### Records for processing
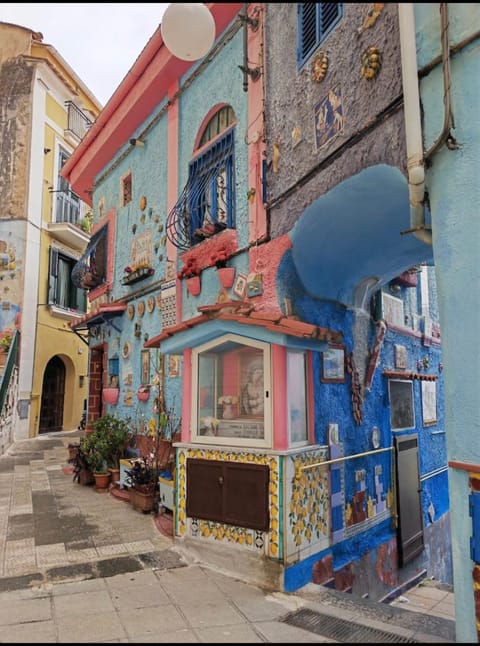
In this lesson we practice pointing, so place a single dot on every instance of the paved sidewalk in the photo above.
(77, 566)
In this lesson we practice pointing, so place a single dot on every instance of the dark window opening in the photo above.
(62, 291)
(315, 21)
(91, 270)
(207, 203)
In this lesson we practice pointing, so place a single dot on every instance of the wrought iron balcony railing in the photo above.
(78, 122)
(67, 208)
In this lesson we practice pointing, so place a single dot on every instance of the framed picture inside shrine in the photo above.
(429, 402)
(333, 364)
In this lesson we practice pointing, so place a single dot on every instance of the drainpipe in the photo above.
(413, 123)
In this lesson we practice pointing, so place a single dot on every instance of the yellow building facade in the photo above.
(44, 229)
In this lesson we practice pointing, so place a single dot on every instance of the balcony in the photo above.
(66, 227)
(78, 123)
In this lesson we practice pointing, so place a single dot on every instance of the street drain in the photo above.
(341, 630)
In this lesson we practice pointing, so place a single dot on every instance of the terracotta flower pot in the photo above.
(110, 395)
(143, 395)
(141, 501)
(226, 276)
(102, 480)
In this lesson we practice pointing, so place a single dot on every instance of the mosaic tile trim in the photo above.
(309, 500)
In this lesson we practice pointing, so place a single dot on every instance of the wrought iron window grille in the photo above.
(206, 204)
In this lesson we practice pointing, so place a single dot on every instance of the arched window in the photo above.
(207, 205)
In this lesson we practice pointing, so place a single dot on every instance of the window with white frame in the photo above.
(297, 397)
(231, 392)
(315, 21)
(62, 292)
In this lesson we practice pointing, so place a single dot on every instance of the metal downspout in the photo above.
(413, 123)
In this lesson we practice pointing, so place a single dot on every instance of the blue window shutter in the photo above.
(208, 196)
(315, 21)
(307, 22)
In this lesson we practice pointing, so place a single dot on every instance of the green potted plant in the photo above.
(142, 481)
(6, 338)
(117, 433)
(96, 450)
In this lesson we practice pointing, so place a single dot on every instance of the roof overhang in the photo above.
(143, 89)
(236, 317)
(103, 314)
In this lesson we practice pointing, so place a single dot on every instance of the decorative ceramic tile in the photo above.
(328, 114)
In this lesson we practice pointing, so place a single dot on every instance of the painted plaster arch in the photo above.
(350, 239)
(213, 111)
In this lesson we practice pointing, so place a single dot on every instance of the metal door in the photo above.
(53, 394)
(409, 504)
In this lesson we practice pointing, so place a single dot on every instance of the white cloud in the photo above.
(100, 41)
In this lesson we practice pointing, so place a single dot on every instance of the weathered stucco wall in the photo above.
(16, 79)
(373, 127)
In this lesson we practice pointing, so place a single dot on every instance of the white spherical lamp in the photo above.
(188, 30)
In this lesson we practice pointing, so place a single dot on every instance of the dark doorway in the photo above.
(410, 521)
(53, 393)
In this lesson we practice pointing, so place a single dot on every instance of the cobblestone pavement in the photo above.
(79, 566)
(47, 520)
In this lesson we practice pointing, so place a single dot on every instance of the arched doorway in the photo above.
(53, 393)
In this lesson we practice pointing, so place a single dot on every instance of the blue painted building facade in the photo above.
(343, 318)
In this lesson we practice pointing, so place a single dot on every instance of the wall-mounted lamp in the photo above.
(254, 72)
(188, 30)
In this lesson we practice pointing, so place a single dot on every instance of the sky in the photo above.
(100, 41)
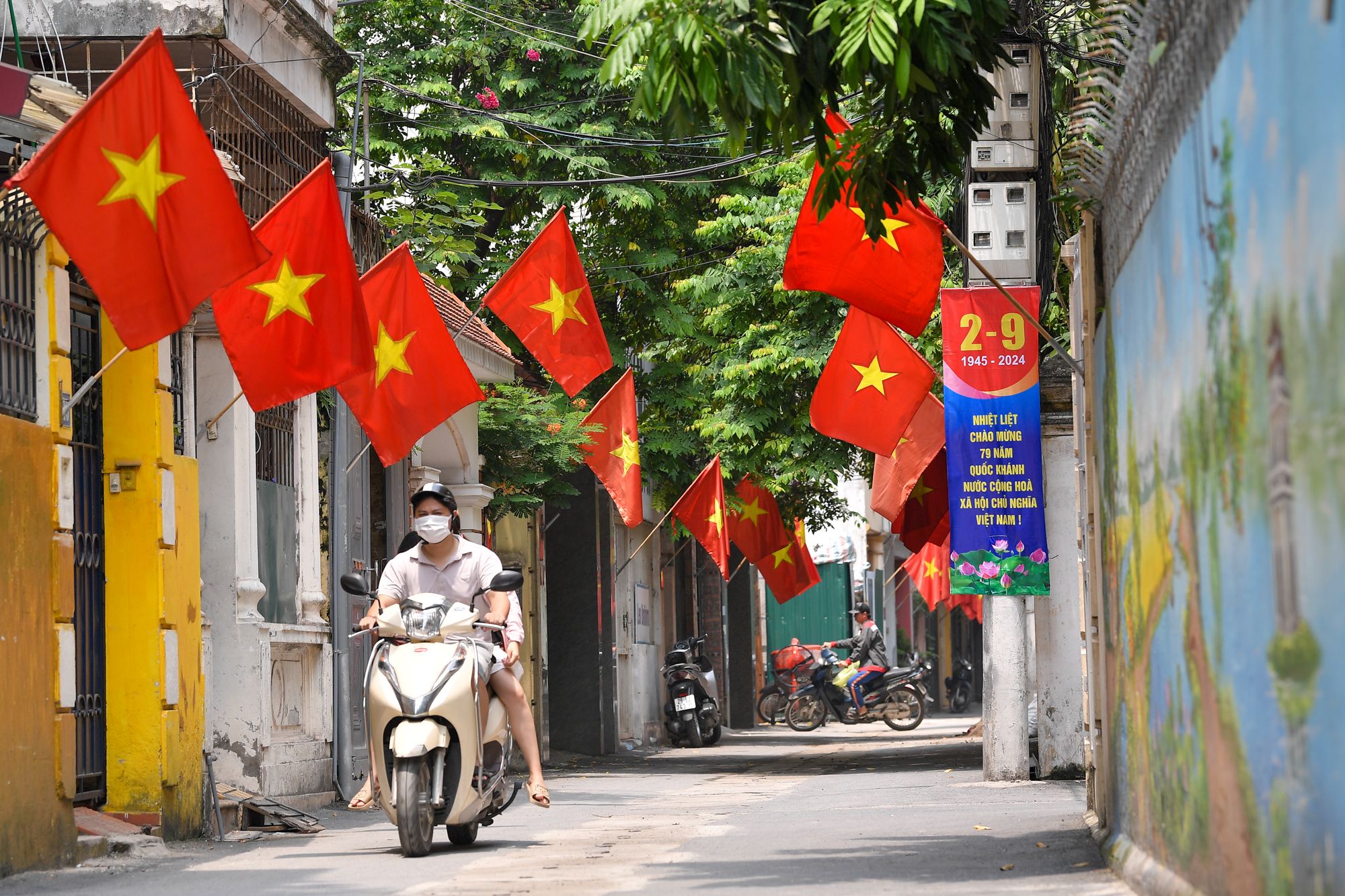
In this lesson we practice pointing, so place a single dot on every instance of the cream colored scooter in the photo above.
(435, 763)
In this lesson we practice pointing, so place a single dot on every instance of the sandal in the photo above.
(539, 795)
(365, 798)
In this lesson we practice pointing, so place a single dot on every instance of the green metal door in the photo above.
(817, 615)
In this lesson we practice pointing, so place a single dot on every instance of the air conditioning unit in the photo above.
(1004, 155)
(1003, 228)
(1019, 87)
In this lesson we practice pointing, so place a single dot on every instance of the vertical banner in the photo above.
(993, 423)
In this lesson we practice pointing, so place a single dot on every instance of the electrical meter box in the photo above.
(1019, 87)
(1004, 155)
(1003, 228)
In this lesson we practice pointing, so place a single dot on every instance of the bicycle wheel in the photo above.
(771, 706)
(806, 712)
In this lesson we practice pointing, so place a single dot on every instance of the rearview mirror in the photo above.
(508, 580)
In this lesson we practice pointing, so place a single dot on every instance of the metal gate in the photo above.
(91, 577)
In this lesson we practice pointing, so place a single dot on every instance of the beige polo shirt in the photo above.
(470, 568)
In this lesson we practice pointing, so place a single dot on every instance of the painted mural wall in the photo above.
(1223, 478)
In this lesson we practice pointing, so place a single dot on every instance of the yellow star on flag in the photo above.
(141, 179)
(753, 510)
(629, 452)
(562, 307)
(872, 376)
(718, 517)
(391, 354)
(287, 292)
(891, 225)
(921, 490)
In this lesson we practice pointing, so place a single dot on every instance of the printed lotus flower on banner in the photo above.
(995, 572)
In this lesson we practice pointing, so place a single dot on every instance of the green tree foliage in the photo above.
(535, 440)
(769, 71)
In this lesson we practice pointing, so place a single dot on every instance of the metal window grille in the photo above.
(276, 444)
(177, 389)
(20, 225)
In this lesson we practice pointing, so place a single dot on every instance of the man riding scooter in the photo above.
(447, 564)
(870, 654)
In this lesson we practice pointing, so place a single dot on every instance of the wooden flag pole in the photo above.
(738, 569)
(999, 286)
(622, 568)
(89, 382)
(356, 459)
(210, 424)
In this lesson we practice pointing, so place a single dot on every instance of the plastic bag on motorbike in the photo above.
(844, 677)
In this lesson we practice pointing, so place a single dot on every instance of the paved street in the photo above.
(771, 809)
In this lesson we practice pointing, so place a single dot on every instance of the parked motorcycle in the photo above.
(895, 700)
(693, 708)
(434, 759)
(960, 685)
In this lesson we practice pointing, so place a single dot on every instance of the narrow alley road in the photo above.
(770, 809)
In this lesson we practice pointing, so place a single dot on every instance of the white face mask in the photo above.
(434, 529)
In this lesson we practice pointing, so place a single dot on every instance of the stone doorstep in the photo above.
(96, 823)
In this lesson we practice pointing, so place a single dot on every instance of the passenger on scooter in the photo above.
(457, 568)
(868, 651)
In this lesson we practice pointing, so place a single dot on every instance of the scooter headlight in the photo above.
(423, 622)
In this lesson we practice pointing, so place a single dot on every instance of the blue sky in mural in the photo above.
(1274, 91)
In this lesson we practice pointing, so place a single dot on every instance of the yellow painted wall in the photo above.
(154, 745)
(37, 829)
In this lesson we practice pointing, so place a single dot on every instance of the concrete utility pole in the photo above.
(1005, 705)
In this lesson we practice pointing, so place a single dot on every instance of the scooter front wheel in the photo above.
(805, 713)
(415, 805)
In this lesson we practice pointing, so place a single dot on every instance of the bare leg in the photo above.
(520, 720)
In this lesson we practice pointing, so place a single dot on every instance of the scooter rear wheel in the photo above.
(806, 713)
(906, 694)
(415, 805)
(693, 731)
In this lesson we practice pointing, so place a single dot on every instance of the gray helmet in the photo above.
(436, 490)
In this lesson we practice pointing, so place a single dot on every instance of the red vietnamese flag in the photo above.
(929, 572)
(895, 477)
(545, 299)
(614, 454)
(896, 278)
(419, 378)
(135, 193)
(701, 510)
(298, 323)
(758, 528)
(872, 386)
(808, 568)
(926, 514)
(789, 571)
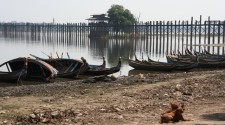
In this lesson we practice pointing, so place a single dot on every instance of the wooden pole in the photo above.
(209, 26)
(200, 32)
(182, 37)
(191, 33)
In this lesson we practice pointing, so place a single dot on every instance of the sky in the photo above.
(76, 11)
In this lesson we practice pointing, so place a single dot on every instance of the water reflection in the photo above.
(80, 45)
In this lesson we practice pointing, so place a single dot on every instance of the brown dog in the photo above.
(173, 115)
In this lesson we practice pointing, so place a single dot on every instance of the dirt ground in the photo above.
(129, 100)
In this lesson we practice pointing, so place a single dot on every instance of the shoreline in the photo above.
(136, 99)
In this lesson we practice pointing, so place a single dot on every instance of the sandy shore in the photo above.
(129, 100)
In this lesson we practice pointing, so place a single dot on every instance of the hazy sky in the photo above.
(78, 10)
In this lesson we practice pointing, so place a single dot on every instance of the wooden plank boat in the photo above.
(97, 70)
(202, 62)
(34, 70)
(151, 66)
(67, 68)
(180, 65)
(13, 75)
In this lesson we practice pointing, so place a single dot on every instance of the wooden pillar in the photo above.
(182, 37)
(187, 25)
(213, 39)
(163, 37)
(167, 37)
(195, 34)
(157, 36)
(200, 32)
(218, 48)
(150, 35)
(223, 35)
(178, 35)
(171, 36)
(209, 26)
(175, 36)
(153, 37)
(191, 33)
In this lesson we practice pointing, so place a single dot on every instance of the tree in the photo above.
(119, 16)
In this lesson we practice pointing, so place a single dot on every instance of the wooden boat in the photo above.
(67, 68)
(33, 70)
(97, 70)
(14, 75)
(151, 66)
(180, 66)
(202, 62)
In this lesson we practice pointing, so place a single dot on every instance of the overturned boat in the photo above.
(67, 68)
(97, 70)
(26, 69)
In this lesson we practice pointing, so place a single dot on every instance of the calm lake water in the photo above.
(91, 49)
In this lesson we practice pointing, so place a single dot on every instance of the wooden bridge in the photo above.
(158, 35)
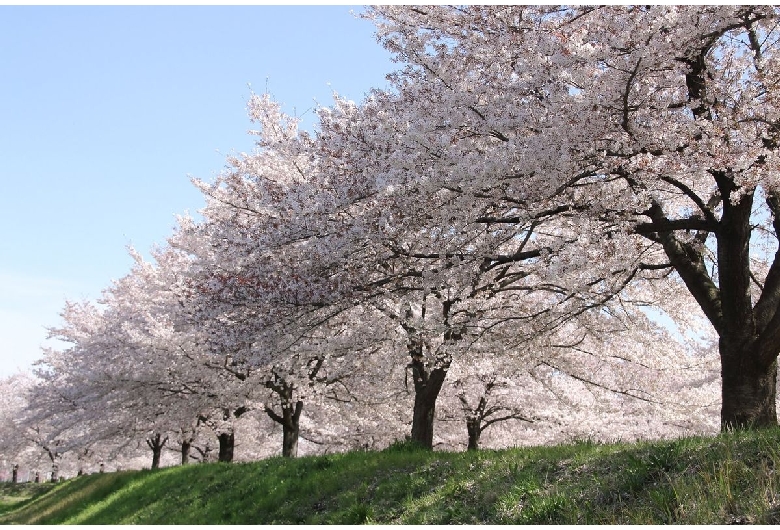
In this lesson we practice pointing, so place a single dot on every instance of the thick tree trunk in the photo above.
(290, 440)
(748, 391)
(185, 452)
(227, 442)
(422, 418)
(426, 390)
(290, 418)
(156, 444)
(473, 428)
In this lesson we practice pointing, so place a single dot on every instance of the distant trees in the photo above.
(553, 213)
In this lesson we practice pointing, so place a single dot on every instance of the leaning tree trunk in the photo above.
(156, 444)
(290, 418)
(474, 429)
(291, 430)
(427, 386)
(748, 391)
(290, 421)
(227, 443)
(185, 452)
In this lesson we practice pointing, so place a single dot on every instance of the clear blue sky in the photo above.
(105, 112)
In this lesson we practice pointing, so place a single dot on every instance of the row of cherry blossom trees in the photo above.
(556, 222)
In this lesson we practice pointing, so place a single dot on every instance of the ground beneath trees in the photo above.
(725, 479)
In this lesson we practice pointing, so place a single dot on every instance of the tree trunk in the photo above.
(290, 418)
(473, 428)
(227, 442)
(156, 444)
(290, 440)
(426, 389)
(185, 452)
(748, 391)
(422, 418)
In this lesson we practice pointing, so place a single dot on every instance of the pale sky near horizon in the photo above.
(105, 113)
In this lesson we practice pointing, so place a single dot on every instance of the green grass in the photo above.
(715, 480)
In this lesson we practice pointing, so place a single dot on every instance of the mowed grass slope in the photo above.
(724, 479)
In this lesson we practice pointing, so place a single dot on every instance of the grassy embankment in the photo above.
(723, 479)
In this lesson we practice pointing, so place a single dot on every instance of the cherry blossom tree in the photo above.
(654, 126)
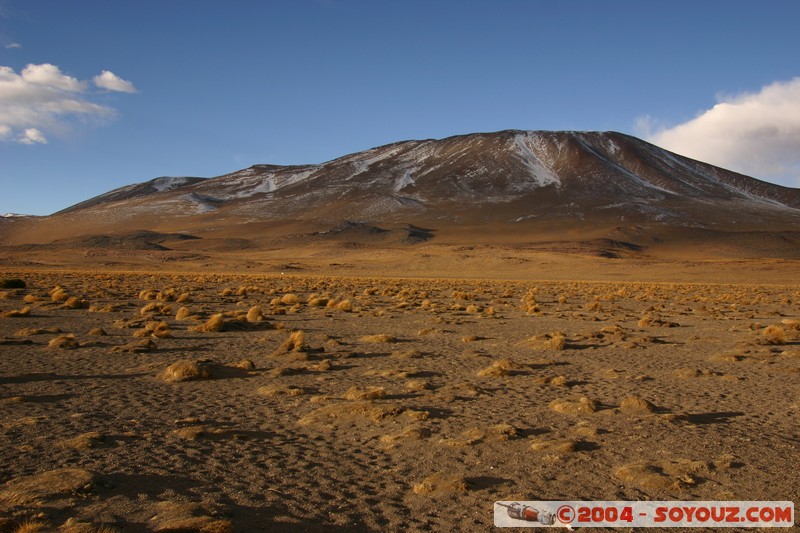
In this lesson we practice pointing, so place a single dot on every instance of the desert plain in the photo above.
(409, 395)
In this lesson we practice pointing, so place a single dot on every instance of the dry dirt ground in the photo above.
(190, 402)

### Exercise directions
Transcribe exactly the portion of the material above that runs from the line containing "grass in the photo above." through its last line, omitting all pictures.

### Task output
In this lesson we practice pointing, so place a single dot on every instance of the green grass in the photo above.
(715, 480)
In this lesson we practice pointing, so place a single dot on every instance of the mowed grass slope in the photo above.
(724, 479)
In this lesson we practice pointing, so place a single dot on every instance of the grassy embankment in the photo above.
(723, 479)
In this lesson we practice pointing, so place a single dot on every instance of the cherry blossom tree in the photo above.
(654, 126)
In this lesson we practice pointing, so place a single dot on every instance of the desert plain in the photo above.
(409, 395)
In this lesson we practice pointing, so place a single dot on every instance of the dry dirt ground in the photo above.
(190, 402)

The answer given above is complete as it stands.